**** Input for this task

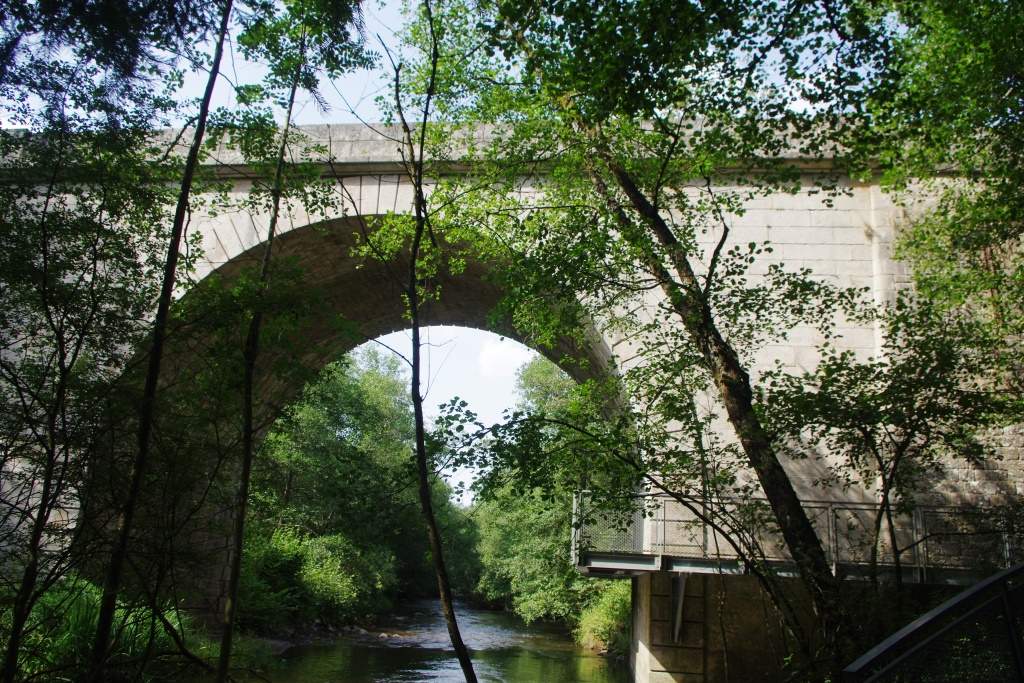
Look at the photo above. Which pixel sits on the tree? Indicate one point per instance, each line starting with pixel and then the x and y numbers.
pixel 296 44
pixel 896 419
pixel 112 583
pixel 80 210
pixel 524 531
pixel 659 161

********

[Exercise objective]
Drop the pictures and reproduce the rest of the data exactly.

[Output]
Look at the photo above. Which pixel sits on the tree? Indicate one point per instance, each line starting with pixel and then the x and y numbers.
pixel 296 44
pixel 896 419
pixel 112 583
pixel 80 210
pixel 524 531
pixel 659 161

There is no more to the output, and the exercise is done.